Location identification entries:
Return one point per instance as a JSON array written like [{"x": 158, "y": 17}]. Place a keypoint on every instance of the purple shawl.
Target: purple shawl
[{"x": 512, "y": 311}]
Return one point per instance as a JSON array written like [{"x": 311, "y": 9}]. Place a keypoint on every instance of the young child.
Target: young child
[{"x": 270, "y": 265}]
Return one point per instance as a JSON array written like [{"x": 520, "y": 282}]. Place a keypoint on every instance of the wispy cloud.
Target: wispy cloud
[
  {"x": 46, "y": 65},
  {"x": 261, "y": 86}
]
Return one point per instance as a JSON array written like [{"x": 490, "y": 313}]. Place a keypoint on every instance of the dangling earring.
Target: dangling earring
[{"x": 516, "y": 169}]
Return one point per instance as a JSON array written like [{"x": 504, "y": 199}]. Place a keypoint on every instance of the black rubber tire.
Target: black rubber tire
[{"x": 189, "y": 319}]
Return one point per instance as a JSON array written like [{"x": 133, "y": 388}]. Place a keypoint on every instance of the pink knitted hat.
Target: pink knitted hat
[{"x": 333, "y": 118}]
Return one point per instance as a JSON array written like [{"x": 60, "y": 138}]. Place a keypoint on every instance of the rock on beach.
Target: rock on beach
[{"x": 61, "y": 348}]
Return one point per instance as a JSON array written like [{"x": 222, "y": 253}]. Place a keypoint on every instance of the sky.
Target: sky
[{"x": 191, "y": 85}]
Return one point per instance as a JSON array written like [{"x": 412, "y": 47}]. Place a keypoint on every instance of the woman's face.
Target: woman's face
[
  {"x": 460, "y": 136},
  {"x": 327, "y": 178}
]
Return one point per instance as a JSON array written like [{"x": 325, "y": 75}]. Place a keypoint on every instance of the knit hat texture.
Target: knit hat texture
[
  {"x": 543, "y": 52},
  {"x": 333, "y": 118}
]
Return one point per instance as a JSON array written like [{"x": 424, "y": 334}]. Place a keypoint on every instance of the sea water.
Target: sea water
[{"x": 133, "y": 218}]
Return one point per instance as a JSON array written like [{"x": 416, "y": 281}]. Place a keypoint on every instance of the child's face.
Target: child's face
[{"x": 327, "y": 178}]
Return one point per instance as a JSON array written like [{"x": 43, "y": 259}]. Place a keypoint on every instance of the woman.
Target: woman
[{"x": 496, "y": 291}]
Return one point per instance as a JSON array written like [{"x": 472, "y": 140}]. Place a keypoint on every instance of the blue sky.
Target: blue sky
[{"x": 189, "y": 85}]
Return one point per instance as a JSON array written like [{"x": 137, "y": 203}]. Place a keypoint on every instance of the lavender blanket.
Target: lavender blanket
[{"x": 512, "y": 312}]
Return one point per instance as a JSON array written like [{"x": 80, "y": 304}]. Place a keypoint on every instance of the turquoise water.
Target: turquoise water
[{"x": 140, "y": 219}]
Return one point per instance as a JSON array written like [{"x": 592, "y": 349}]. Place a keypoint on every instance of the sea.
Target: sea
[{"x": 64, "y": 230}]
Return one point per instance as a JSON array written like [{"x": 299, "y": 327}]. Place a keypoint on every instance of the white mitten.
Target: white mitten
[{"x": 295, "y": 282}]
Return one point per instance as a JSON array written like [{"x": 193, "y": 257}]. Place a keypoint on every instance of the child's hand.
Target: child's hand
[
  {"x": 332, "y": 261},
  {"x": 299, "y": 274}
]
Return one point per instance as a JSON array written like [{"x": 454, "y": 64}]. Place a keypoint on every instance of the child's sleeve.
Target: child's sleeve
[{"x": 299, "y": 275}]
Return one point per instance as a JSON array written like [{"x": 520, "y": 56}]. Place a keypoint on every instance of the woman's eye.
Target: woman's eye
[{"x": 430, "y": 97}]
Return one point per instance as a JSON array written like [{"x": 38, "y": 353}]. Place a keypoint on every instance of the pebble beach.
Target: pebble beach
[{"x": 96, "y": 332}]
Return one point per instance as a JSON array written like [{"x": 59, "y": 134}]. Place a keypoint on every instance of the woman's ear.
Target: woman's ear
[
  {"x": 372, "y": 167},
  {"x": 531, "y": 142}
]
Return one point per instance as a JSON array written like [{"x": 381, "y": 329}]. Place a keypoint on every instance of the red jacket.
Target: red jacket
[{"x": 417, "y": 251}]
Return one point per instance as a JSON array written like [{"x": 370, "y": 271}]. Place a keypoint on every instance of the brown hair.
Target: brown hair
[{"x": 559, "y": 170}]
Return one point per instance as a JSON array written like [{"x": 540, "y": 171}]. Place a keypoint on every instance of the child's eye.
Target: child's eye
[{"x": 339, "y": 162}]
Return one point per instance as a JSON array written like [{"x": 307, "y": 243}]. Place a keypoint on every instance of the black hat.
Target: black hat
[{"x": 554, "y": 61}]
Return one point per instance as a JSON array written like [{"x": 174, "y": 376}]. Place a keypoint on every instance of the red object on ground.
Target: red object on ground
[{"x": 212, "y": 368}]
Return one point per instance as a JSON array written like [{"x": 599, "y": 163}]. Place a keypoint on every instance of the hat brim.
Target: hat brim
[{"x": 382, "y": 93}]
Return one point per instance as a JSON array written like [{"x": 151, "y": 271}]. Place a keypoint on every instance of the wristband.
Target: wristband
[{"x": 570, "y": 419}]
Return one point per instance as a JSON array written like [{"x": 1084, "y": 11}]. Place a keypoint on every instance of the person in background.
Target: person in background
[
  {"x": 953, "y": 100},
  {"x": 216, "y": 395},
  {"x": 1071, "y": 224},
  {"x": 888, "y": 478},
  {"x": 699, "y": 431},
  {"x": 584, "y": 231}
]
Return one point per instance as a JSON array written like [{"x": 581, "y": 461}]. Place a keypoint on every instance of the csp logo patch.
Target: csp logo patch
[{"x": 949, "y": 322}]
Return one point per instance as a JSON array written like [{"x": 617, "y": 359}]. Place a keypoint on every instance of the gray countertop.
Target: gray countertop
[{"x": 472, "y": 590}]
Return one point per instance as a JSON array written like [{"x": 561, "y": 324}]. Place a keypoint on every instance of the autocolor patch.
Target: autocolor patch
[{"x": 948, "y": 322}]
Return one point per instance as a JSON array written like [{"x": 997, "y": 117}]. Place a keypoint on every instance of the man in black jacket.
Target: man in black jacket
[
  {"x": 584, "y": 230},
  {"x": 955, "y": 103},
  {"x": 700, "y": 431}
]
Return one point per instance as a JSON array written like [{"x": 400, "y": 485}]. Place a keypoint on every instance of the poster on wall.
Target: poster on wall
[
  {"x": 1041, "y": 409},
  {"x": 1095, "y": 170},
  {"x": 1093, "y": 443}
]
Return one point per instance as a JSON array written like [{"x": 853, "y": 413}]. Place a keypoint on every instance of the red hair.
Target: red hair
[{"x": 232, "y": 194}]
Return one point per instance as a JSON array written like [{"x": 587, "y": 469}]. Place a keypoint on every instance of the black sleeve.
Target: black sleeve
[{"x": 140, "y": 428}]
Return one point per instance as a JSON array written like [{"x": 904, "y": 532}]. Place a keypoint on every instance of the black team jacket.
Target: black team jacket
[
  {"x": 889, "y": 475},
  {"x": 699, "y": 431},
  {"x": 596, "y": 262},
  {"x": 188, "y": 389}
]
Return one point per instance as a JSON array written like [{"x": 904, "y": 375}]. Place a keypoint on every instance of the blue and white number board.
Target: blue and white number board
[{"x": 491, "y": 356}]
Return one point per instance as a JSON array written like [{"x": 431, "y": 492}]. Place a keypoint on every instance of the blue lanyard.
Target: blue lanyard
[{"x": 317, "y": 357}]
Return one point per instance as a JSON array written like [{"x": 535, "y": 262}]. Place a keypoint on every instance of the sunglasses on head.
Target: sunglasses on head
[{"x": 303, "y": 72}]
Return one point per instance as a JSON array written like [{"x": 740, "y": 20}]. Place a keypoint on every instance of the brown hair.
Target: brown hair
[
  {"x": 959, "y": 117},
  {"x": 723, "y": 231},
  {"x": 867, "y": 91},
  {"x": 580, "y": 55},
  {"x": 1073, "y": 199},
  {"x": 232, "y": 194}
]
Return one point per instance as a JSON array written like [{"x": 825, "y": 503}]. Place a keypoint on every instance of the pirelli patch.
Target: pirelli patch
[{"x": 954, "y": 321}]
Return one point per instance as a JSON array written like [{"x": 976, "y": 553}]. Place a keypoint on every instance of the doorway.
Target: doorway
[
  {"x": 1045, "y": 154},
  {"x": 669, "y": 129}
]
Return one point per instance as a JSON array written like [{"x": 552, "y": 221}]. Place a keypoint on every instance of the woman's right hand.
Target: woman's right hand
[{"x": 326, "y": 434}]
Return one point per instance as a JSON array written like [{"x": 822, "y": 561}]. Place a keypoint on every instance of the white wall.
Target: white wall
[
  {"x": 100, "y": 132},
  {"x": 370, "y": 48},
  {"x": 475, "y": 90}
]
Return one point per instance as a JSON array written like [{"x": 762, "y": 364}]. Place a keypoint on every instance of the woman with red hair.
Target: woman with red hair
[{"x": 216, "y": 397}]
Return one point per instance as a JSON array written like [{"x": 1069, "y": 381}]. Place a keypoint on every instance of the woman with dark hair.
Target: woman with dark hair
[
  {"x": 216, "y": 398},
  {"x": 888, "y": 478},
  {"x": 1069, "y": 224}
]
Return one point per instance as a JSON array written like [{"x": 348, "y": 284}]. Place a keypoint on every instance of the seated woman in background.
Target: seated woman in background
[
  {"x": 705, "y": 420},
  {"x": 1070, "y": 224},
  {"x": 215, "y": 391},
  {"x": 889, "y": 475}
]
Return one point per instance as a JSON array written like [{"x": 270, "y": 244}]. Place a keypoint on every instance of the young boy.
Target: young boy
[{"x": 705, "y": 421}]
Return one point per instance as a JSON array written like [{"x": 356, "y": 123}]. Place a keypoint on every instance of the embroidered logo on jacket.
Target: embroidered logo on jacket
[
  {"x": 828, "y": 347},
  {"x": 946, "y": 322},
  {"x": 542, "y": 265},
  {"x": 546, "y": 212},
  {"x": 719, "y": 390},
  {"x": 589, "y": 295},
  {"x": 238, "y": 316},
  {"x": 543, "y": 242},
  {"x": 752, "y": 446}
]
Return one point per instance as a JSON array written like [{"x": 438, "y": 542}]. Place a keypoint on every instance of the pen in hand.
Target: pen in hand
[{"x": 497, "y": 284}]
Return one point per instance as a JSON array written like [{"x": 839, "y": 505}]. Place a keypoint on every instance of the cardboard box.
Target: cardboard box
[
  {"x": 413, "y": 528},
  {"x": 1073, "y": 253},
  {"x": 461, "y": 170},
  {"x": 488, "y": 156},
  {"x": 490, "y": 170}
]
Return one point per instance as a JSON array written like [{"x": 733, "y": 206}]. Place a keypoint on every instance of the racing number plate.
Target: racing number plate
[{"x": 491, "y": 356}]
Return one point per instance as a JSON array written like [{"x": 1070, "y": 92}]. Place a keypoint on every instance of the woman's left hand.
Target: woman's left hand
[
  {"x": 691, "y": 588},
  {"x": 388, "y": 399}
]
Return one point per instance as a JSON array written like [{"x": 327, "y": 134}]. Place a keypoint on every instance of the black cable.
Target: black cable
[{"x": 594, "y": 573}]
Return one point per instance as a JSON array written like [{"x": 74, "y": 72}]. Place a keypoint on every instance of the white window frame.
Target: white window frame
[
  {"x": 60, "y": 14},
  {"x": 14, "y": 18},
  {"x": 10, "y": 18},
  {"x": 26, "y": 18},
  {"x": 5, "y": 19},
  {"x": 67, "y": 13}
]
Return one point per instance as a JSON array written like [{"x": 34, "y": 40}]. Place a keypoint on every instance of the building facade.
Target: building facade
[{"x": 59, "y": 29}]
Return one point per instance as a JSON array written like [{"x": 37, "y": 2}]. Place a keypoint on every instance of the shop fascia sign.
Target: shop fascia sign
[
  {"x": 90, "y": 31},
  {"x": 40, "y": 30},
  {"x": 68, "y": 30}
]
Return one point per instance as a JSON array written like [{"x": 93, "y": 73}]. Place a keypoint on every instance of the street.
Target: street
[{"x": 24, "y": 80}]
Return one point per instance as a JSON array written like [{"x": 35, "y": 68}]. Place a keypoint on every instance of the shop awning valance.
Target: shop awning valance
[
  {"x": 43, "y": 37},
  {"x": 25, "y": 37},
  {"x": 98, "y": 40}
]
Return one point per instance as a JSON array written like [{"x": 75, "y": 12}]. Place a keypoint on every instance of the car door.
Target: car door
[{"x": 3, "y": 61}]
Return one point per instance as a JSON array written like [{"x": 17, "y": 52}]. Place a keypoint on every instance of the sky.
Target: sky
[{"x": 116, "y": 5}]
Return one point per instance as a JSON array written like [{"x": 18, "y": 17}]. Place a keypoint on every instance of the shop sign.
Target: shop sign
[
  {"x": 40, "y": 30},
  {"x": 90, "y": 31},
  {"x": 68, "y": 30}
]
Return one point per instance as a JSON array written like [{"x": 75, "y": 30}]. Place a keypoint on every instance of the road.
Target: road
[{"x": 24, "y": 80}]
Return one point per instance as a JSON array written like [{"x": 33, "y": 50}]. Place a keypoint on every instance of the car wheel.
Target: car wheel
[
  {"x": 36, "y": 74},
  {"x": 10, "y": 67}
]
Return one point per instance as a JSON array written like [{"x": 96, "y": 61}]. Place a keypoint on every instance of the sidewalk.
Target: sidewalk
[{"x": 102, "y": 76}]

What the exercise asks
Rewrite the lines starting at the line containing "of the sidewalk." and ending at the last line, renaming "sidewalk" to "pavement" and leaving everything else unchanged.

Task answer
Return one point per instance as a JSON array written like [{"x": 96, "y": 61}]. Place a keypoint on every instance of the pavement.
Target: pavement
[{"x": 102, "y": 76}]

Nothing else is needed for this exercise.